WHAT YOU NEED TO DO:
A) In the text about the Reaper, how often is an entire container host deleted?
B) Print the part of the Reaper text starting with "Our system is more" and going on through "had gone offline.".

EXCERPT TO READ:
Introduction
The philosophies underpinning our infrastructure deployment strategy are threefold:
- Infrastructure is at its best, most known, and most stable state right after it is freshly deployed.
- Long-running containers and servers tend to break.
- Fault tolerance cannot be bolted-on as an afterthought. It has to be designed-in from the beginning.
We have built these ideas directly into our systems. We run containers, we run in the cloud.
Failure is inevitable, and resiliency is not just desirable, but essential.
In fact, failing is okay. Containers and servers going down is fine, because we’ll just spin up another one. We have enough redundancy built into our system to tolerate it.
Our system is more reliable because it deals with failure all the time – daily, hourly – and it recovers seamlessly. If a real disaster happens, our system will recover because it already does it all the time.
What is the ‘Reaper’?
Much like Netflix’s idea of a chaos monkey, the Reaper is a process whereby every hour, we blow away an entire container host in Rancher, along with all its containers. The host is simply deleted, as if it had gone offline.
Our system is designed to tolerate this failure with no downtime for the users, and to automatically recover.
The Reaper is constructive destruction.
Okay, but how does it work?
The ‘Reaper’ takes the form of Azure Powershell deploy scripts that are checked into Github, and built on a cron schedule by Jenkins. Usually they run hourly, like so:
The Powershell scripts have the following steps:
The logical process flow is as follows:
- Are there alerts firing for this environment? If so, don't do anything destructive. Skip to step 4.
- If no alerts are firing, and all stacks in the environment are healthy, nuke a VM instance. Just delete it.
- Check for sick, removed, or 'zombie' hosts in Rancher (via the REST API and Azure Powershell cmdlets). Clean them up if found.
- Redeploy the Azure Template to heal the environment.
- Azure will automatically trigger a rebuild of the missing VM via its VM Scale Set scaling algorithm.
- A new host comes online to replace the deleted one, and Rancher re-balances the containers. There is no downtime for the user.

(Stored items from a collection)
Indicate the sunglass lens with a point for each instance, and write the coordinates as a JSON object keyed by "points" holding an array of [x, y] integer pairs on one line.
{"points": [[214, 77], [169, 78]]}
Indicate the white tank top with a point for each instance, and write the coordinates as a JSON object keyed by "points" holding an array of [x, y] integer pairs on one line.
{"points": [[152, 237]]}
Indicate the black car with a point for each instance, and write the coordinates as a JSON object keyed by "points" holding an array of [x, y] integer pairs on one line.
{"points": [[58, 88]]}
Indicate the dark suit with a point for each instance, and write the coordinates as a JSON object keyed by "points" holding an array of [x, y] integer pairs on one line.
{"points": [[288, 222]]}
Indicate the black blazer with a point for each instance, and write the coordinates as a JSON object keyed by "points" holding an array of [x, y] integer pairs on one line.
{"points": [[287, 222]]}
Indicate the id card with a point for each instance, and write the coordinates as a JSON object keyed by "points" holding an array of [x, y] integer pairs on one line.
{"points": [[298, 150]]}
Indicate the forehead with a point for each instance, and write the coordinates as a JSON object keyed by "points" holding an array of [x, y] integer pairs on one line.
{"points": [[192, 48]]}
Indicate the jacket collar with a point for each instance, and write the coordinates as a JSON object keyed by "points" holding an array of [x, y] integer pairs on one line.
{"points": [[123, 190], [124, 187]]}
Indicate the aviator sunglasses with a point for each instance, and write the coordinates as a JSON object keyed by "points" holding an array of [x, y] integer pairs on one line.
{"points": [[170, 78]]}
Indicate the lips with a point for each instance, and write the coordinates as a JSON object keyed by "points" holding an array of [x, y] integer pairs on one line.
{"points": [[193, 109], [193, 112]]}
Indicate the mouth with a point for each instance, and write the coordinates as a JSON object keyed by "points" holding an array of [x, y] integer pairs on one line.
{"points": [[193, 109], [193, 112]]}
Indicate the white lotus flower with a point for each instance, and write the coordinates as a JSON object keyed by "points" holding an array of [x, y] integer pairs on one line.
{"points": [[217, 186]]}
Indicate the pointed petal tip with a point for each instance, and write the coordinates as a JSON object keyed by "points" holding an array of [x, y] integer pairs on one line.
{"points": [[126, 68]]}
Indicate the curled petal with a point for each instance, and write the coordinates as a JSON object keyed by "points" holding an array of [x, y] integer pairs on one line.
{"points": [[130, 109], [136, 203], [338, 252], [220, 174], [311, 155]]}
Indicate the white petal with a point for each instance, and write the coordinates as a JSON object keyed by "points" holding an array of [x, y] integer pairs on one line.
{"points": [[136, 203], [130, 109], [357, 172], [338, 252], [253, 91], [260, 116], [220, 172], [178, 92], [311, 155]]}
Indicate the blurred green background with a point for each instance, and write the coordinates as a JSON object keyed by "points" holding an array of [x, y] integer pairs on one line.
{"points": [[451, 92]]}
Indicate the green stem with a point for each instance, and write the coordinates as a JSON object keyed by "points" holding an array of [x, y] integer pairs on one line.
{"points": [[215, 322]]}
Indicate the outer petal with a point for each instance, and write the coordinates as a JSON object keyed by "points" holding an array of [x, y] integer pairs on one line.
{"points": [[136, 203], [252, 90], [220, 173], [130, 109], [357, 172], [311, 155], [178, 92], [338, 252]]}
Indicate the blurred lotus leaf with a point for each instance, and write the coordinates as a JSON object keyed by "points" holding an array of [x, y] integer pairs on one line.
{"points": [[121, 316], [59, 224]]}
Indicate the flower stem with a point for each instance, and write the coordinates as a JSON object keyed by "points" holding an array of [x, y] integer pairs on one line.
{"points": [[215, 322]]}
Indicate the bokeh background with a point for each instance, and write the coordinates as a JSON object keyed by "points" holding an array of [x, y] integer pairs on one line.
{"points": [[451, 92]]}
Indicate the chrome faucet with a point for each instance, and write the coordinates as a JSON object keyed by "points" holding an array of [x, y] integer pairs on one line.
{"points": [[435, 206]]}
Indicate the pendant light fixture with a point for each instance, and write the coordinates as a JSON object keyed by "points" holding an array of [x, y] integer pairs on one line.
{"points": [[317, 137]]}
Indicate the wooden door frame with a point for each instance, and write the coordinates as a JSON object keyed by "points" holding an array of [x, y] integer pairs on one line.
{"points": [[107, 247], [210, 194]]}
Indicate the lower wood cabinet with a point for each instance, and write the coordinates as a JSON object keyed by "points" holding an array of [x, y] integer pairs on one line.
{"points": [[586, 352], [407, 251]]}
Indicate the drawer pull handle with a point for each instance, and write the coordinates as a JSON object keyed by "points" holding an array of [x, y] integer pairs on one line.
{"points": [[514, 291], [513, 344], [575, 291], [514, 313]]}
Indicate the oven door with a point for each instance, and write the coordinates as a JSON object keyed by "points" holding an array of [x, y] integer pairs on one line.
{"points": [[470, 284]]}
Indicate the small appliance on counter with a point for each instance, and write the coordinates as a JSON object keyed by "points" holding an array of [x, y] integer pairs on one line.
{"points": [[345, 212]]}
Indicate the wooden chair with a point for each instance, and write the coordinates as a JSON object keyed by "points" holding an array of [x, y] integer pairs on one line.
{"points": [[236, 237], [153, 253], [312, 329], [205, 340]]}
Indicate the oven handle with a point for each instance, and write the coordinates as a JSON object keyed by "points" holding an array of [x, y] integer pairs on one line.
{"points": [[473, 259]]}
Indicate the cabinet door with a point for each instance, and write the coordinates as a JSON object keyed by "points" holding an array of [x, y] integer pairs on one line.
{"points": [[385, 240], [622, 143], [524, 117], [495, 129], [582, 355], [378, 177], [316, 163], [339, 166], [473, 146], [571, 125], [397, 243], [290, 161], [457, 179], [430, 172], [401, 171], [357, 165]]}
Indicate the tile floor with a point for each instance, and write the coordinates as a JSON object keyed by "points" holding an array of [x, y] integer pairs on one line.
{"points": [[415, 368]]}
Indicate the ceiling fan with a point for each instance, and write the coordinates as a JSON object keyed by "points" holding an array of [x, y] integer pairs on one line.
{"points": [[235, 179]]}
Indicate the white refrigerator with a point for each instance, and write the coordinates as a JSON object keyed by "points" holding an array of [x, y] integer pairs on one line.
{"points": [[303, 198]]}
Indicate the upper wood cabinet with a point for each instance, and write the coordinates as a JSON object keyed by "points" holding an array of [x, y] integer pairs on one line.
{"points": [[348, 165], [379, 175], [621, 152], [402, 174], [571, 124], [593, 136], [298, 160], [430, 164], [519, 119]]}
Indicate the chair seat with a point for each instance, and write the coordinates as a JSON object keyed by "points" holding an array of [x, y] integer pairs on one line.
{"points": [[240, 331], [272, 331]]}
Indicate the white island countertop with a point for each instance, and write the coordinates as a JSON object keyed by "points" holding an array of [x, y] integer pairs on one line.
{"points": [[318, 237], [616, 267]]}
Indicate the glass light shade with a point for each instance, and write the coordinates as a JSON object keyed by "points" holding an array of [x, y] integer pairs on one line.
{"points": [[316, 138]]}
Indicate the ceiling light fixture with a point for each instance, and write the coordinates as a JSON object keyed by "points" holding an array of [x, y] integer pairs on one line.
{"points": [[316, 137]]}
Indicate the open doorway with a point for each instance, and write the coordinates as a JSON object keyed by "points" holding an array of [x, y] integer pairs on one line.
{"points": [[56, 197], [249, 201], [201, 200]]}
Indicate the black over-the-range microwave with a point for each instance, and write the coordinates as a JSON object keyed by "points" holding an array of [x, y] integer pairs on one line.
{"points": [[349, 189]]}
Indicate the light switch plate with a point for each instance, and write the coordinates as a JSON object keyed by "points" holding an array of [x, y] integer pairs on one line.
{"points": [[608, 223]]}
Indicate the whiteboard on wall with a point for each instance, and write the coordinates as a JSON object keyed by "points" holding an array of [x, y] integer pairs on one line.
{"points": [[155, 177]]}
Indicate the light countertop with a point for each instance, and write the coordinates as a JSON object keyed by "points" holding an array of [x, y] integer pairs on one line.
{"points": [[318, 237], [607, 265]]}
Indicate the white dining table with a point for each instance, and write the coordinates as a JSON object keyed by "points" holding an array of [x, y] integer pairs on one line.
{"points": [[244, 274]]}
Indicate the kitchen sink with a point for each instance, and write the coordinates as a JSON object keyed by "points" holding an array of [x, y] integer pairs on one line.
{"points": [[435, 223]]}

SOLUTION LIST:
A) Every hour.

B)
Our system is more reliable because it deals with failure all the time – daily, hourly – and it recovers seamlessly. If a real disaster happens, our system will recover because it already does it all the time.
What is the ‘Reaper’?
Much like Netflix’s idea of a chaos monkey, the Reaper is a process whereby every hour, we blow away an entire container host in Rancher, along with all its containers. The host is simply deleted, as if it had gone offline.